A Lagos based fertility expert, Dr Kayode Jegede, on Monday said that obesity and overweight, especially resulting from modern day life styles that have people accumulate toxins in their bodies could lead to sperm disorders in men and implantation failures in women, a condition that can also reduce the chances of conception among couples.
Jegede disclosed this in a telephone interview with the newsmen in Abuja.
The fertility expert defined infertility as the inability of cohabiting couples to get pregnant after one year of adequate unprotected sexual intercourse.
He said that infectious diseases were the leading causes of infertility in developing countries, however, obesity and environmental changes, among others, have been recognised as major contributors.
Jegede said modern day living and various lifestyles today had contributed in no small measure to the accumulation of fat and toxic materials in our bodies.
He said such could affect several natural body functions and the ability to reproduce thereby contributing to various degrees of sperm disorders in men and implantation failures in women.
The expert added that overweight and obese men could experience hormonal changes that could reduce their level of fertility and make them less interested in sex.
He said that obese men were more likely to have challenges getting an erection with low sperm quality than men of healthy weight.
Jegede stated that such factors could reduce the chances of men who were overweight or obese fathering a child.
He said that obesity in women could also affect their chances of conceiving and having a healthy baby.
“Obese women can experience hormonal imbalances, ovulation problems, particularly for obese women having their first baby.
● ● ● ●
◆ WORK REQUEST 1
In the article on obesity and fertility, how does the fertility expert define infertility?
◆ WORK REQUEST 2
List every effect that the article on obesity and fertility says being overweight or obese can have on men.
◆ WORK REQUEST 3
Translate this sentence from the article on obesity and fertility into French: "He said that obesity in women could also affect their chances of conceiving and having a healthy baby."
The entries that follow come from a separate source unrelated to the article on obesity and fertility.

◆ PROVIDED DATA
● ● ● ●
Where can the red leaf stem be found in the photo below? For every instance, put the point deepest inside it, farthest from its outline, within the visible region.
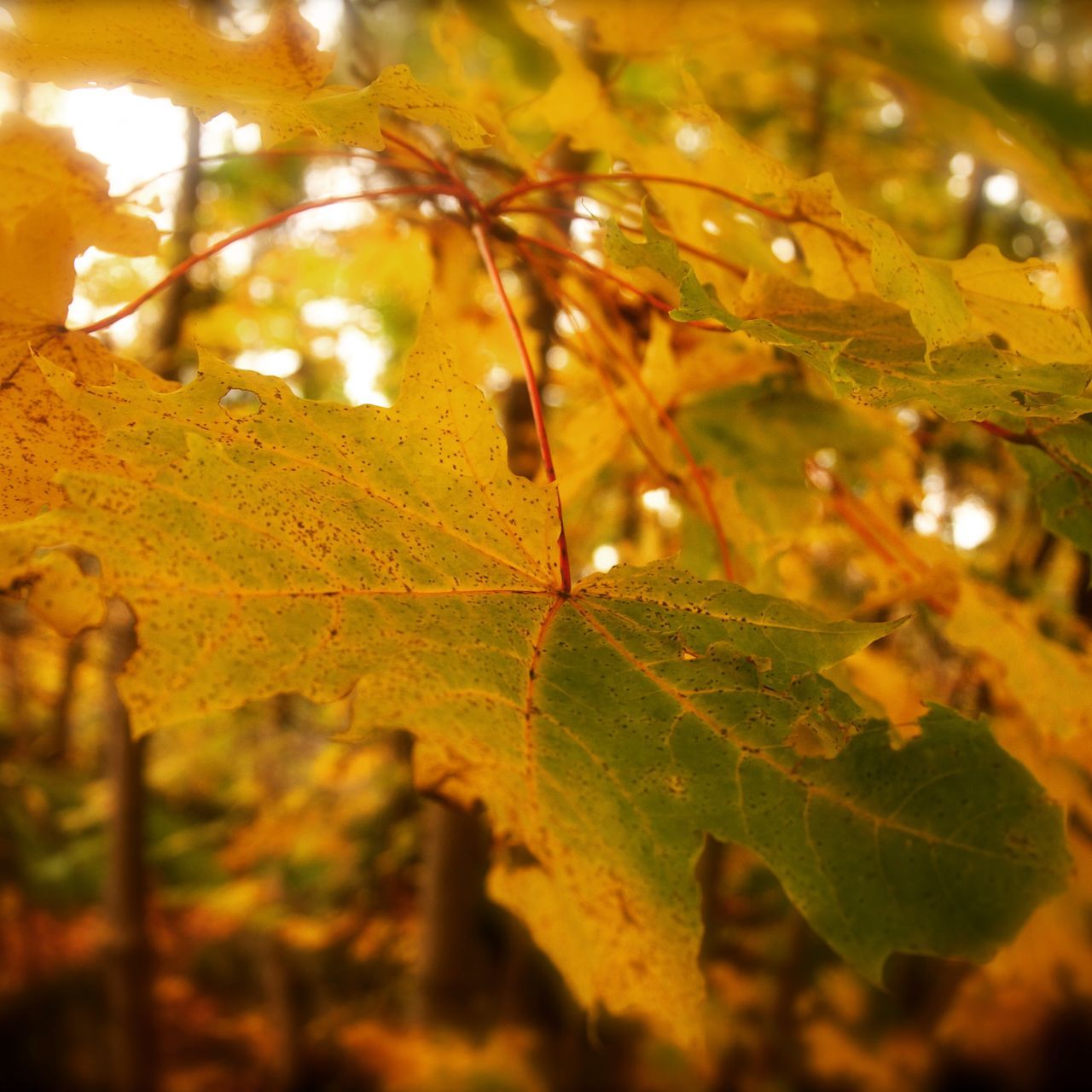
● ● ● ●
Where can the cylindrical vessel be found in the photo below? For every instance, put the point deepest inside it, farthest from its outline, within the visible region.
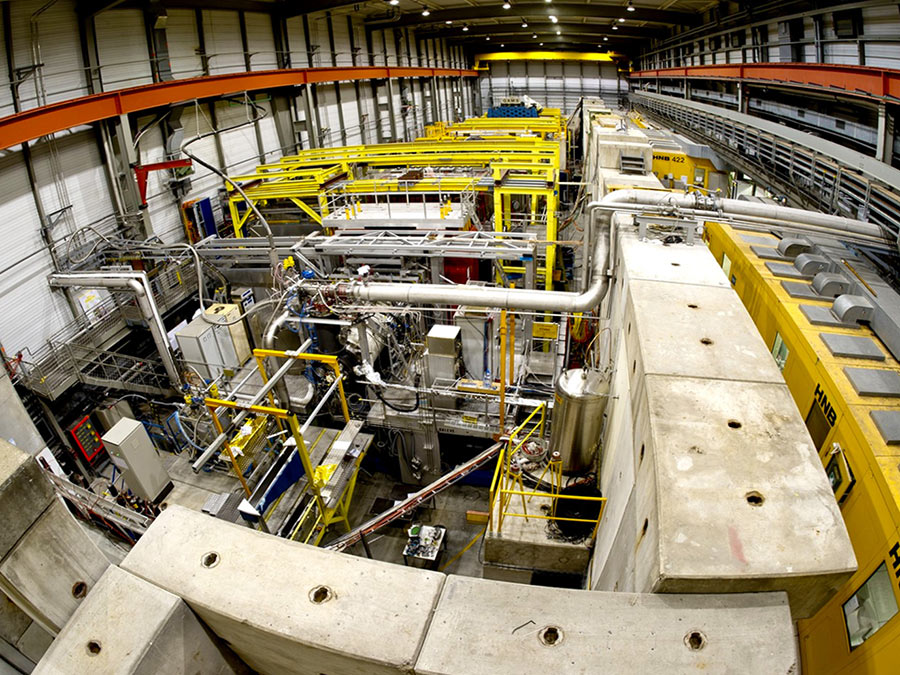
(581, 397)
● ● ● ●
◆ EXPECTED ANSWER 1
He defines it as the inability of cohabiting couples to get pregnant after one year of adequate unprotected sexual intercourse.

◆ EXPECTED ANSWER 2
Sperm disorders; hormonal changes that reduce fertility; reduced interest in sex; difficulty getting an erection; low sperm quality; reduced chances of fathering a child.

◆ EXPECTED ANSWER 3
Il a déclaré que l'obésité chez les femmes pourrait également affecter leurs chances de concevoir et d'avoir un bébé en bonne santé.